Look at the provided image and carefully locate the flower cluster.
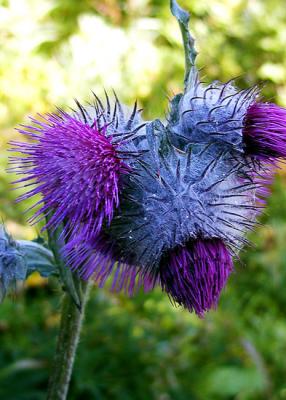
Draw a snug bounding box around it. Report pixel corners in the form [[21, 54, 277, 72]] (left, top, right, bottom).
[[10, 72, 286, 316]]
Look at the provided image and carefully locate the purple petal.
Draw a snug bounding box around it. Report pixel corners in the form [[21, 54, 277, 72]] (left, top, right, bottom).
[[243, 102, 286, 159], [63, 233, 156, 295], [160, 239, 233, 317], [10, 111, 129, 242]]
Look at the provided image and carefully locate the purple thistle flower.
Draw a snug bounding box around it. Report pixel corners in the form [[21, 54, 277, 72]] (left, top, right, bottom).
[[9, 94, 152, 292], [10, 109, 131, 244], [160, 238, 233, 317], [243, 102, 286, 159]]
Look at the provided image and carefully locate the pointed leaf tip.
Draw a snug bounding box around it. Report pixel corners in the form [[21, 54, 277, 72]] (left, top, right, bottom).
[[170, 0, 190, 24], [170, 0, 198, 90]]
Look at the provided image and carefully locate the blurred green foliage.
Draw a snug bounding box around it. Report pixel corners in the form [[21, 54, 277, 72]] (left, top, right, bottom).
[[1, 0, 286, 399]]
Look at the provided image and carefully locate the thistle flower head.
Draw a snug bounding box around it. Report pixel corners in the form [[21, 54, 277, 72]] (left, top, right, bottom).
[[243, 102, 286, 159], [168, 74, 258, 151], [9, 95, 145, 247], [160, 239, 233, 317]]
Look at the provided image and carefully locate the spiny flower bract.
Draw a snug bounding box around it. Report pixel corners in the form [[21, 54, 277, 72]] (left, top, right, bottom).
[[167, 74, 258, 151], [9, 94, 146, 254]]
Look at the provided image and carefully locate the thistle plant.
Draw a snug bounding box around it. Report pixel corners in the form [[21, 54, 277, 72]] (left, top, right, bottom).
[[5, 0, 286, 399]]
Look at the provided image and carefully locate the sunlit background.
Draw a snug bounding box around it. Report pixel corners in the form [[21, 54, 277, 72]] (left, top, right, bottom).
[[1, 0, 286, 399]]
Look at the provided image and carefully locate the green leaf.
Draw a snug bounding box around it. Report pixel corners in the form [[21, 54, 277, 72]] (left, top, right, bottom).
[[206, 366, 266, 397], [17, 240, 56, 278], [170, 0, 198, 90], [57, 260, 83, 310]]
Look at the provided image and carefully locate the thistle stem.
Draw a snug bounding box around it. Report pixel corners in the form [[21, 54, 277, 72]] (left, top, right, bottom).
[[45, 214, 91, 400], [170, 0, 198, 90], [47, 279, 91, 400]]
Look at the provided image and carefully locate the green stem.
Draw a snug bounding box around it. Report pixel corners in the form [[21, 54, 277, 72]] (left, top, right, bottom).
[[46, 219, 82, 309], [45, 214, 91, 399], [47, 280, 91, 400], [170, 0, 198, 91]]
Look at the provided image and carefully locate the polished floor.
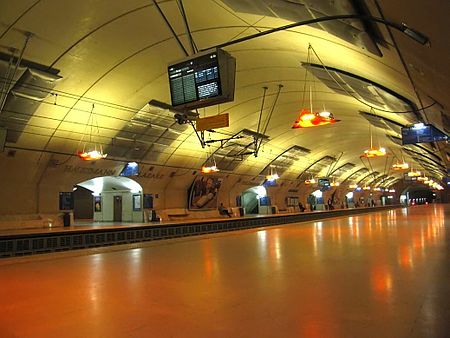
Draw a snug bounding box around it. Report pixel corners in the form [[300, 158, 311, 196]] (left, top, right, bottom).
[[0, 204, 448, 338]]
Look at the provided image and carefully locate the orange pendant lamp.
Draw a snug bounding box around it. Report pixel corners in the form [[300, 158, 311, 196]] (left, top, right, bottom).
[[201, 165, 219, 174], [407, 169, 421, 177], [292, 109, 338, 128], [363, 147, 387, 158], [361, 112, 387, 158], [292, 44, 339, 129], [392, 150, 409, 170], [77, 148, 107, 161], [392, 162, 409, 170], [77, 104, 107, 161], [265, 166, 280, 182], [201, 151, 220, 174], [304, 174, 316, 185]]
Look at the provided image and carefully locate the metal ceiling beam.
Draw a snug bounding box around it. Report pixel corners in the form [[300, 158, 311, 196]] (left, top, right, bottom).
[[329, 162, 356, 177], [259, 145, 310, 175], [203, 14, 429, 51], [366, 174, 388, 186], [357, 171, 380, 186], [152, 0, 189, 56], [176, 0, 197, 54], [296, 155, 336, 179], [341, 167, 369, 184]]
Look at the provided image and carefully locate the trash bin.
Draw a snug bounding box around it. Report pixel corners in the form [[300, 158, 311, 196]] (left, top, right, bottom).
[[150, 210, 156, 221], [238, 207, 244, 217], [150, 210, 160, 222], [63, 212, 71, 227]]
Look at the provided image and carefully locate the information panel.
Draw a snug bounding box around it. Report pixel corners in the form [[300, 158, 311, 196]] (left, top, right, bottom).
[[119, 162, 139, 177], [196, 113, 229, 132], [59, 192, 74, 210], [318, 178, 331, 191], [401, 124, 448, 145], [168, 48, 236, 110]]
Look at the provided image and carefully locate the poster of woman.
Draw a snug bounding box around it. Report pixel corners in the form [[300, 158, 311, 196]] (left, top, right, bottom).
[[94, 196, 102, 212], [189, 176, 222, 210]]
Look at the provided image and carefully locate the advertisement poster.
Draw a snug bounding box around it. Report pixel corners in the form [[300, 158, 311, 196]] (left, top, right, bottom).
[[59, 192, 74, 210], [133, 195, 142, 211], [189, 176, 222, 210], [94, 196, 102, 212]]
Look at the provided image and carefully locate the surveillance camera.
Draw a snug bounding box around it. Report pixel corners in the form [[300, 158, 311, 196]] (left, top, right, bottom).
[[174, 113, 189, 124]]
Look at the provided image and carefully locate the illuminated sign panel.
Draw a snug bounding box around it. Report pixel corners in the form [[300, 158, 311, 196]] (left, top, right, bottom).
[[168, 48, 236, 110], [401, 123, 448, 145]]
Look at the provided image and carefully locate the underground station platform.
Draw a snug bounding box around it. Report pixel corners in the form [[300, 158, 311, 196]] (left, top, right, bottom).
[[0, 205, 400, 258]]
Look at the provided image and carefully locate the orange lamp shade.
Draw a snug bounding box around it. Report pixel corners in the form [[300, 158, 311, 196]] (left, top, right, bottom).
[[392, 162, 409, 170], [292, 109, 338, 128], [362, 147, 387, 158], [201, 165, 219, 174], [77, 150, 107, 161]]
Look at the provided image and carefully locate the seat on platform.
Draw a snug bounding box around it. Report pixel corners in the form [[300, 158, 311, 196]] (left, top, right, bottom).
[[0, 213, 64, 231]]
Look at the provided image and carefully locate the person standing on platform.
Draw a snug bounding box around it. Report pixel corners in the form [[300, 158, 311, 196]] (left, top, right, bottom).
[[298, 202, 306, 212], [307, 194, 316, 211]]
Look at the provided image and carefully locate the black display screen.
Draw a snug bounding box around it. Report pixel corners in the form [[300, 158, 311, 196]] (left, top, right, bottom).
[[318, 178, 330, 187], [59, 192, 74, 210], [143, 194, 153, 209], [120, 162, 139, 177], [168, 51, 222, 107], [401, 124, 448, 145], [318, 178, 331, 191]]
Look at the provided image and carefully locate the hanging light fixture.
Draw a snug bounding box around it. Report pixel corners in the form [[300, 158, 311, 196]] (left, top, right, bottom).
[[77, 104, 107, 161], [77, 149, 107, 161], [363, 147, 387, 158], [392, 149, 409, 170], [361, 110, 387, 158], [392, 162, 409, 170], [292, 44, 339, 129], [330, 180, 340, 187], [304, 178, 316, 184], [304, 173, 316, 185], [407, 169, 421, 177], [201, 149, 220, 174], [201, 165, 219, 174], [292, 109, 339, 128], [265, 166, 280, 182]]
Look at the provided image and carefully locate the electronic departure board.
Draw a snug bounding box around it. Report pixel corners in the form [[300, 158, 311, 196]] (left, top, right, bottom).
[[168, 48, 236, 110], [401, 123, 448, 145], [318, 178, 331, 191], [119, 162, 139, 177]]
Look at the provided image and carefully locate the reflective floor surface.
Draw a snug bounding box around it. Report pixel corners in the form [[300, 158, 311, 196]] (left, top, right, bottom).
[[0, 204, 448, 337]]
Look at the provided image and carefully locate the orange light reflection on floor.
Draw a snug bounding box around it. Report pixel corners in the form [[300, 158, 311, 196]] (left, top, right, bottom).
[[371, 265, 393, 302], [398, 246, 414, 270], [202, 240, 216, 282]]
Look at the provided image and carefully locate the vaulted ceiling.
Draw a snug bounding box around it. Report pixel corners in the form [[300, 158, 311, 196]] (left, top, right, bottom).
[[0, 0, 448, 186]]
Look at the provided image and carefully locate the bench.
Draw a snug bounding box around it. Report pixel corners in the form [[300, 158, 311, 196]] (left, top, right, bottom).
[[158, 208, 190, 221], [0, 213, 64, 231], [158, 208, 226, 221], [277, 206, 296, 214]]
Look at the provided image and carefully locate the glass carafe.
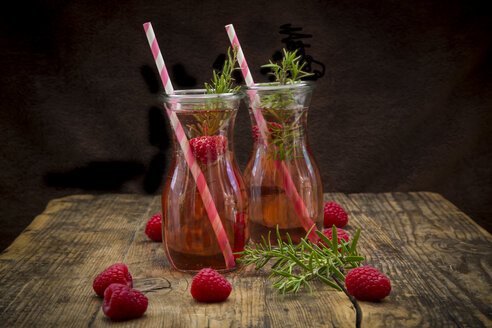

TASK BRIEF:
Could you reproduce, exactly, every line above from the line with "Look at the provided image and carefully locate the seat" to the line with "Look at the provided image and carefully locate the reflective", and no other line? Both ends count.

RESPONSE:
Look at the provided image and carefully locate the seat on platform.
Draw a snug bounding box around it. Report pixel corners in the form [[300, 158, 311, 196]] (left, top, right, bottom).
[[0, 213, 64, 231]]
Look at the provided image and carefully locate the person standing on platform.
Draw a snug bounding box around it. Report pixel corners in the form [[300, 158, 311, 196]] (left, top, right, bottom).
[[298, 202, 306, 212], [307, 194, 316, 211]]
Look at the provided image and carefully locate the black display screen.
Draw a snug bounding box around it. Report pixel corners in the form [[300, 158, 311, 196]] (left, top, right, bottom).
[[318, 178, 330, 187], [59, 192, 74, 210], [143, 194, 153, 209], [120, 162, 139, 177], [168, 51, 222, 107], [401, 124, 448, 145], [318, 178, 331, 191]]
Look at the provided image and carefully locate the hanging light fixture.
Draw a snug bounding box around it. Report pixel corners in the form [[300, 158, 311, 196]] (left, top, right, bottom).
[[77, 104, 107, 161], [77, 149, 107, 161], [363, 147, 387, 158], [392, 149, 409, 170], [361, 110, 387, 158], [392, 162, 409, 170], [292, 44, 339, 129], [330, 180, 340, 187], [304, 178, 316, 184], [304, 173, 316, 185], [407, 169, 421, 177], [201, 149, 220, 174], [201, 165, 219, 174], [292, 109, 339, 128], [265, 166, 280, 182]]
Look at the provided image and carefully locate the electronic departure board.
Draw a snug bounding box around it. Report pixel corners in the form [[300, 158, 311, 196]] (left, top, right, bottom).
[[168, 48, 236, 110], [401, 123, 448, 145], [318, 178, 331, 191], [119, 162, 139, 177]]
Look at the provided image and carefully locate the reflective floor surface.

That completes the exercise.